PROBLEM REQUIREMENTS —
Read the data, and whenever a line holds the word "below", report that line.

EXTRACTED DATA —
----
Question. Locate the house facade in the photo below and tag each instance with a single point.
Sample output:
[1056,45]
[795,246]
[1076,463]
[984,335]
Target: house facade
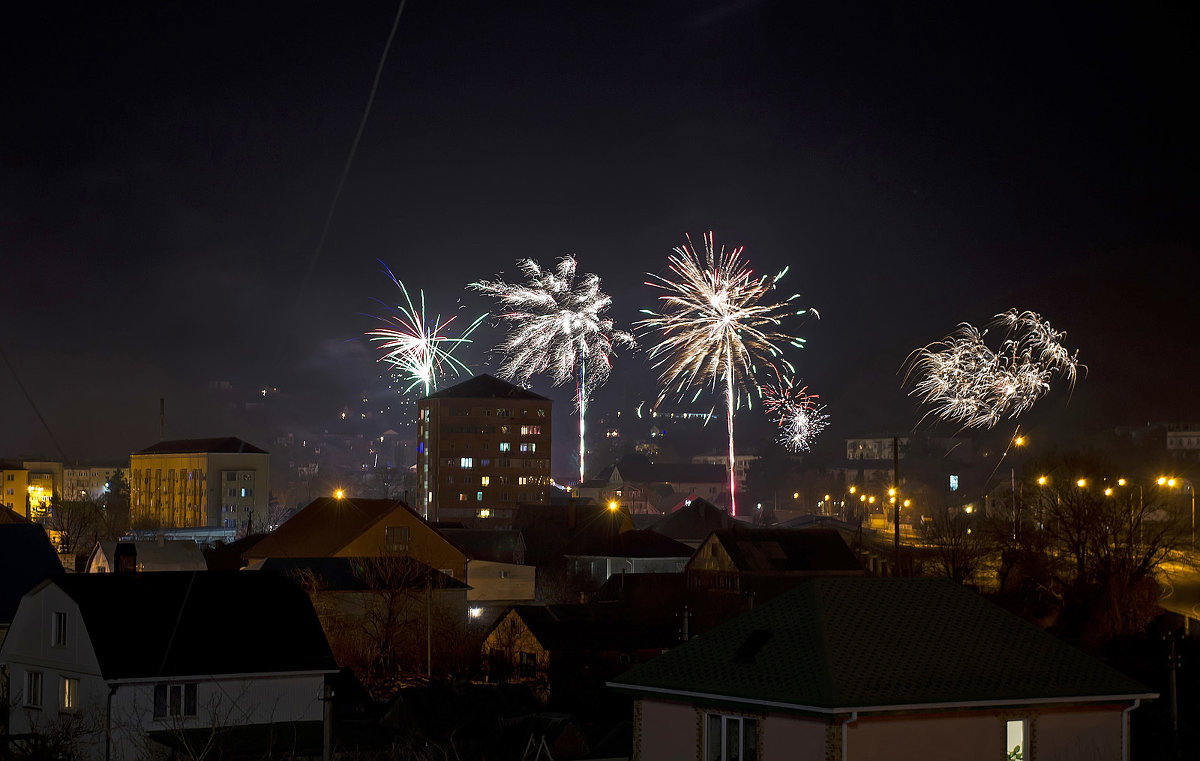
[879,670]
[81,657]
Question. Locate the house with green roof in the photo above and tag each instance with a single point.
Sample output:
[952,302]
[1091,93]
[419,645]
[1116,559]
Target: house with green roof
[879,669]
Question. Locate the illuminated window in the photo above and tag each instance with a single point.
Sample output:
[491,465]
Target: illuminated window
[69,699]
[1017,739]
[34,689]
[731,738]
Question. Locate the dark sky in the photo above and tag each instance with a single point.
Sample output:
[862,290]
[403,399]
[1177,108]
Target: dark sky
[166,171]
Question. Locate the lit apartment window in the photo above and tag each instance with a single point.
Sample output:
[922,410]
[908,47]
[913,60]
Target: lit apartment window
[34,689]
[60,629]
[731,738]
[69,699]
[395,539]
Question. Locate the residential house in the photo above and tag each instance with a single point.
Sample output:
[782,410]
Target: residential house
[496,570]
[154,555]
[691,520]
[642,486]
[129,660]
[628,552]
[562,646]
[346,527]
[879,670]
[766,561]
[27,558]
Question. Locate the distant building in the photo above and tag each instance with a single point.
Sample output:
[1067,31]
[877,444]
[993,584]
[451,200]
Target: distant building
[193,483]
[15,487]
[201,659]
[483,448]
[868,669]
[89,481]
[1183,444]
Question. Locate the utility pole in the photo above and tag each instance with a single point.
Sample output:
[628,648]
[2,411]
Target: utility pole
[895,487]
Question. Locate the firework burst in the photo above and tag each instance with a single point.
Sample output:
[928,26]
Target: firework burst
[798,414]
[559,328]
[418,348]
[715,324]
[969,383]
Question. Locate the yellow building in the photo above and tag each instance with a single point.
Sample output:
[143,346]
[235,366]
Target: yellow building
[15,487]
[201,483]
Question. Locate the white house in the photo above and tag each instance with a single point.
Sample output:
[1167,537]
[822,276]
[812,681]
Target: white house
[165,658]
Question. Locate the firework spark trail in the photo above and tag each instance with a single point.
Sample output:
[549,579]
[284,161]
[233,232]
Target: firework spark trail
[797,413]
[715,325]
[417,347]
[558,328]
[967,382]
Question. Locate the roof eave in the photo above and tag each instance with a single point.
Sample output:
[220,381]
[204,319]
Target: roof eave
[886,708]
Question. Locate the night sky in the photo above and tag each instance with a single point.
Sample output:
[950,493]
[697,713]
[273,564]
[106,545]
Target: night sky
[166,171]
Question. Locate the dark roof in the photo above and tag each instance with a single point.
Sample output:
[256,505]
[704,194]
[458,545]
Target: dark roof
[227,445]
[591,628]
[767,550]
[485,387]
[667,473]
[852,642]
[191,623]
[27,558]
[323,527]
[634,544]
[486,544]
[353,574]
[694,522]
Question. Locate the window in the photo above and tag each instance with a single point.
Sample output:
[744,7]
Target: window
[34,689]
[1018,738]
[69,699]
[60,629]
[174,700]
[731,738]
[395,539]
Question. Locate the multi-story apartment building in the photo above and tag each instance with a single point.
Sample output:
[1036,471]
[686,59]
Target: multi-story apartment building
[483,448]
[193,483]
[88,481]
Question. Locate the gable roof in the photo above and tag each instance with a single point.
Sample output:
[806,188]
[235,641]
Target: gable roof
[774,550]
[153,556]
[847,643]
[487,544]
[193,623]
[633,544]
[226,445]
[27,557]
[581,628]
[485,387]
[694,521]
[353,574]
[324,526]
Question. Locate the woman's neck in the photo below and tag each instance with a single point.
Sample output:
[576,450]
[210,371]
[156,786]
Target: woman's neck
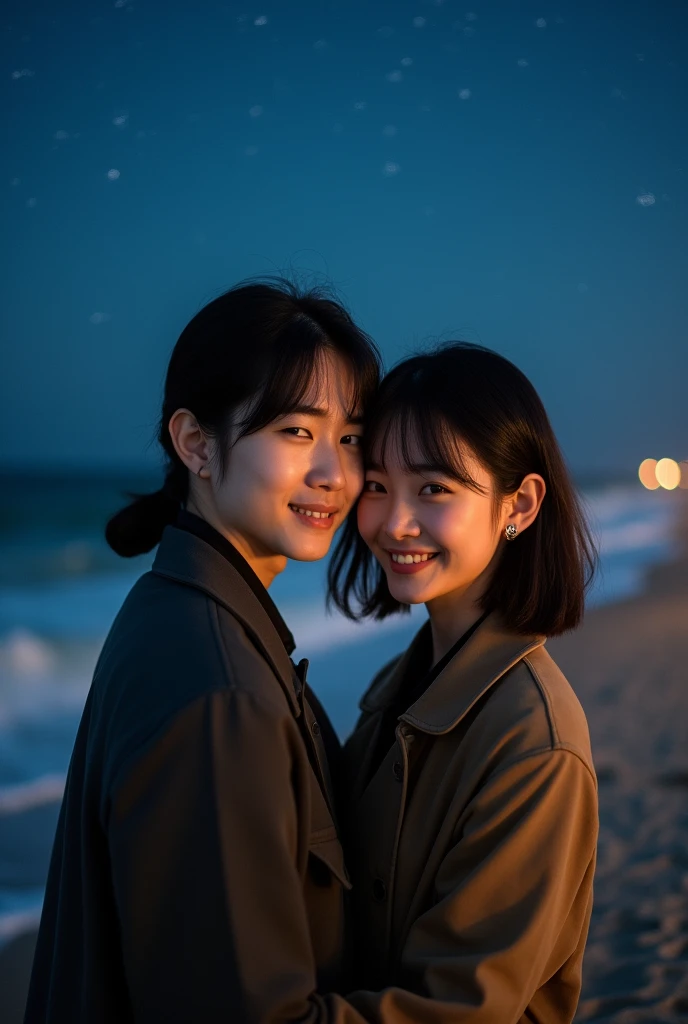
[450,615]
[265,564]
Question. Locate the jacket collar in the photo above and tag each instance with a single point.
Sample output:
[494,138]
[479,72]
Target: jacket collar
[489,653]
[188,559]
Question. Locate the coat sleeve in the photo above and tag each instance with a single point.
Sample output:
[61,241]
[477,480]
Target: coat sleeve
[513,900]
[207,870]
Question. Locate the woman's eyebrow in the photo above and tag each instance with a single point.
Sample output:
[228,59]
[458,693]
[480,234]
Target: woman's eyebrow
[321,412]
[419,468]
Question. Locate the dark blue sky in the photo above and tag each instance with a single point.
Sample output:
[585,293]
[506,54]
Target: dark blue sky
[513,173]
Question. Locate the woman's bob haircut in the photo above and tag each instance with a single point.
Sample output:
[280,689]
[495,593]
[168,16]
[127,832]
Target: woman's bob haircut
[247,358]
[465,399]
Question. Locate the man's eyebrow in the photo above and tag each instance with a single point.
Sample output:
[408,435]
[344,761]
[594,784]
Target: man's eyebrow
[320,412]
[416,468]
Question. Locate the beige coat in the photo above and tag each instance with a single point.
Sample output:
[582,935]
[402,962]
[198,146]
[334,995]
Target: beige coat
[473,844]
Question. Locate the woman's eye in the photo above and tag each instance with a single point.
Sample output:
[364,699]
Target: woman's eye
[434,488]
[297,431]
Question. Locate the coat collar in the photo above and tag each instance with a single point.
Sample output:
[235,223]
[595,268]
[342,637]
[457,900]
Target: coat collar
[489,653]
[188,559]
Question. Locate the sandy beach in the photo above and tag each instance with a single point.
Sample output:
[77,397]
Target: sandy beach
[628,664]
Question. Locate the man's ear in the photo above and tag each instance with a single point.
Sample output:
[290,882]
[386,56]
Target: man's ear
[189,442]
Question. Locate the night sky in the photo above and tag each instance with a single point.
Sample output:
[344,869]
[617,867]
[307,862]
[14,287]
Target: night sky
[507,172]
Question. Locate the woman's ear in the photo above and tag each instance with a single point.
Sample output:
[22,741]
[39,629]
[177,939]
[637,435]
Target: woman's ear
[189,442]
[523,506]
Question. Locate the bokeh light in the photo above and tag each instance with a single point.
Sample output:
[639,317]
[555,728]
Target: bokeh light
[668,473]
[647,474]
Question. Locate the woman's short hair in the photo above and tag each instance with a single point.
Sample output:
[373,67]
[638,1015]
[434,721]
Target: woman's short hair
[459,399]
[247,358]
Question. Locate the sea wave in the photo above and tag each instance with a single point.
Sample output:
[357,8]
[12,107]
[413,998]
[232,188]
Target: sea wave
[27,796]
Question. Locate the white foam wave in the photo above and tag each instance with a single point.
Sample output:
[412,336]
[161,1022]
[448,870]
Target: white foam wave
[18,922]
[37,793]
[316,631]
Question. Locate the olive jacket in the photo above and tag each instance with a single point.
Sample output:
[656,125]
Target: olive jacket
[472,845]
[197,872]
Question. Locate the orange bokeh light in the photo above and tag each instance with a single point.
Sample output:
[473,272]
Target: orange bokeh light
[668,473]
[647,474]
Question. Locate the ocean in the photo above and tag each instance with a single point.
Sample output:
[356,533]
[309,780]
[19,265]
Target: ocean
[60,588]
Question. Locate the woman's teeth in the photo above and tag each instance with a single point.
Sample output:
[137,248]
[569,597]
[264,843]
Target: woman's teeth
[315,515]
[407,559]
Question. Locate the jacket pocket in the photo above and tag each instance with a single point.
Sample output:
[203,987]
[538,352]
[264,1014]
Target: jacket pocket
[326,848]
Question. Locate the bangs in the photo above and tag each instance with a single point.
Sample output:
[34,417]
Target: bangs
[298,376]
[421,438]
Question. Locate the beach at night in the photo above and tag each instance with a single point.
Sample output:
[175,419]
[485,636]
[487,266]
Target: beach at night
[627,664]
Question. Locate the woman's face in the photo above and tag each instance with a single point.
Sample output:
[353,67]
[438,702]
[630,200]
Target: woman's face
[289,486]
[433,537]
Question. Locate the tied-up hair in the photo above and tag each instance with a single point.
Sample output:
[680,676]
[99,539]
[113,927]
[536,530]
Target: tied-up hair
[464,399]
[248,357]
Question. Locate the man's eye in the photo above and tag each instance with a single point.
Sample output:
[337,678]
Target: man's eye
[297,431]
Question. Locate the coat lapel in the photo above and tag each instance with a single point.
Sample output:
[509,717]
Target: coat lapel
[187,559]
[489,653]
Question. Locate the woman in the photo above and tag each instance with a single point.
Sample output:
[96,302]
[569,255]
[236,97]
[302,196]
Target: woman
[197,872]
[473,795]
----
FINISHED EXERCISE —
Question. Locate the house facade in the photo below and tag each instance with a single point.
Question. Locate the woman's neck in the photo below and tag each instance with a single point.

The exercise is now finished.